◆ Stated problem:
Rewrite the listing, starting at its first line and ending at the line that contains "(446, 1003)", with both ends included. Keep every request line, and raise each coordinate value in the answers by 116.
▼
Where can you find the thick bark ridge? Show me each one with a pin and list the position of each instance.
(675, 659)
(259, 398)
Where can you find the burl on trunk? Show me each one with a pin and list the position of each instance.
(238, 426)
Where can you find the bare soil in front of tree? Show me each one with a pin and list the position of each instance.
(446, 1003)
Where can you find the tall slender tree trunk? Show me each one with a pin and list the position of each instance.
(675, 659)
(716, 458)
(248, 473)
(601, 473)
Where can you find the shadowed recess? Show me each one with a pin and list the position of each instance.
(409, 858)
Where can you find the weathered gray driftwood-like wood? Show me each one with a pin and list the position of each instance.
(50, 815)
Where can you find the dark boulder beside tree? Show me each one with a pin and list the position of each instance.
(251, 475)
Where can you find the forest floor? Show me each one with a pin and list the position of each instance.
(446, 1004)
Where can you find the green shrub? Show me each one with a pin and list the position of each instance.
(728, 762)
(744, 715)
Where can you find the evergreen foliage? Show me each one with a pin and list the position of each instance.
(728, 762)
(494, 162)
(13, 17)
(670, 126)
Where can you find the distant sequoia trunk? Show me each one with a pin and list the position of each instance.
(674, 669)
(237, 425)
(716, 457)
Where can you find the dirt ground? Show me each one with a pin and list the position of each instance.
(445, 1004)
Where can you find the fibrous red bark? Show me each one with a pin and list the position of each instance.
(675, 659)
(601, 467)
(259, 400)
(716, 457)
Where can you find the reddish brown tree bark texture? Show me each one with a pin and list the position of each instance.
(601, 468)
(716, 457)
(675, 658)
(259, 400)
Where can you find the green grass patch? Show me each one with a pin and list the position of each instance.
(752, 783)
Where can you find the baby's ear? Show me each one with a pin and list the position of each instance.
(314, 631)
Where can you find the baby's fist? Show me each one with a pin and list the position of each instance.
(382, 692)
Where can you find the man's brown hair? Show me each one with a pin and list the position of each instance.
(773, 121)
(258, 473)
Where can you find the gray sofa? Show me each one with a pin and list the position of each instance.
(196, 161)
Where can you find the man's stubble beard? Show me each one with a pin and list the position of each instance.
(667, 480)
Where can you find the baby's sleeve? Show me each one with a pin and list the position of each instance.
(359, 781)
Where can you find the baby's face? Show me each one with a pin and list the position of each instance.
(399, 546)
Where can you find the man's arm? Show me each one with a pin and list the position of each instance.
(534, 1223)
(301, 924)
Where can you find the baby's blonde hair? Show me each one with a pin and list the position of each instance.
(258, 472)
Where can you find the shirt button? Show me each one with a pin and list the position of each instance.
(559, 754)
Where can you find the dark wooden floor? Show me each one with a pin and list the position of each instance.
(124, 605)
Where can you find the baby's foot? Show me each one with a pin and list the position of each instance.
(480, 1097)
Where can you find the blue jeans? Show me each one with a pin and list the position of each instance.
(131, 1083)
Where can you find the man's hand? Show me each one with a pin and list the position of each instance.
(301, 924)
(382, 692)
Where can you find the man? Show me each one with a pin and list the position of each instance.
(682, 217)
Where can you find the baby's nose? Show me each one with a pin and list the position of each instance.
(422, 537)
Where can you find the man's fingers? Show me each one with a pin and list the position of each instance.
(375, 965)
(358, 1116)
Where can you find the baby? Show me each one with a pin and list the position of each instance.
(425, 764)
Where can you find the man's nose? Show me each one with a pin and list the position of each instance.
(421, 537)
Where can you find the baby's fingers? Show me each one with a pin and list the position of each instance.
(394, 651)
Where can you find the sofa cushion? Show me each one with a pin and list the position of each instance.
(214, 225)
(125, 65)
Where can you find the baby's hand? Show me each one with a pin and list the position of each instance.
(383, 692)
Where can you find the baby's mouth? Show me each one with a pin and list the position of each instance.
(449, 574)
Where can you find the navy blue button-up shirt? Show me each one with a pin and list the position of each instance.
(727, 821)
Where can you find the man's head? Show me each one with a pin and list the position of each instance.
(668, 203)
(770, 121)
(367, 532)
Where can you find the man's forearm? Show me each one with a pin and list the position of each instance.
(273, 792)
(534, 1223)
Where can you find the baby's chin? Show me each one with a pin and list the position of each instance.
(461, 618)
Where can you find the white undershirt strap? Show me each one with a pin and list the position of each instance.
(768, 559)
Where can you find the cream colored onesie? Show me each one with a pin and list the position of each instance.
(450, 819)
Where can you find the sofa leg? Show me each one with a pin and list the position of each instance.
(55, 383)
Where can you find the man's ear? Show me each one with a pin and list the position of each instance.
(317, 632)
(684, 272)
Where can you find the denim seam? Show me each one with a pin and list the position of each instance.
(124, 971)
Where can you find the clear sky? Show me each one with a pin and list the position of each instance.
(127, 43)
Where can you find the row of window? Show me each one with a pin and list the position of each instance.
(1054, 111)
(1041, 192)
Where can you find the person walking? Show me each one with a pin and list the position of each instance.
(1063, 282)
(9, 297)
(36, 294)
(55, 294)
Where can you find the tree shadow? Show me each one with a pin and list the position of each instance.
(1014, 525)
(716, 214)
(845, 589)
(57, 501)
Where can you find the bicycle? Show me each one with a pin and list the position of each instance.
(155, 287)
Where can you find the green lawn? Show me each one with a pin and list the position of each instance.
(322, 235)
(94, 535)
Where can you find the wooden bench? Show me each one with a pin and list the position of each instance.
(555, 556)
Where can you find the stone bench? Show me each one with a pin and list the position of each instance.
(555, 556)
▲
◆ Full answer:
Where can you find the thick bark ridge? Show me each one with a pin and list the position of each instance.
(791, 775)
(375, 514)
Where can you find the burl on trunk? Show me each one with a pin and list the position of each instance.
(354, 542)
Where can you find the bare soil in front of tree? Show me each one with a pin and list the position of each instance.
(562, 1119)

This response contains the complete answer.